- _Short problem_: Without omitting anything, retype the data that follows.

- _Task inputs_:

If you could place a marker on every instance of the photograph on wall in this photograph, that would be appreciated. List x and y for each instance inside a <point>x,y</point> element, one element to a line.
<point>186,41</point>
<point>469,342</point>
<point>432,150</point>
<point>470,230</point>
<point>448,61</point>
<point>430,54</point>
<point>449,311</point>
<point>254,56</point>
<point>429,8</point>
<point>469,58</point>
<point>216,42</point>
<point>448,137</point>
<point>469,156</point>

- _Task output_:
If you could place a marker on every instance of the photograph on wall in this photograph, that would be appreciated. List x and y for each instance inside a <point>x,y</point> element, one element to a line.
<point>186,41</point>
<point>469,342</point>
<point>432,150</point>
<point>470,230</point>
<point>448,61</point>
<point>430,54</point>
<point>449,311</point>
<point>254,56</point>
<point>429,8</point>
<point>469,58</point>
<point>216,42</point>
<point>448,137</point>
<point>469,156</point>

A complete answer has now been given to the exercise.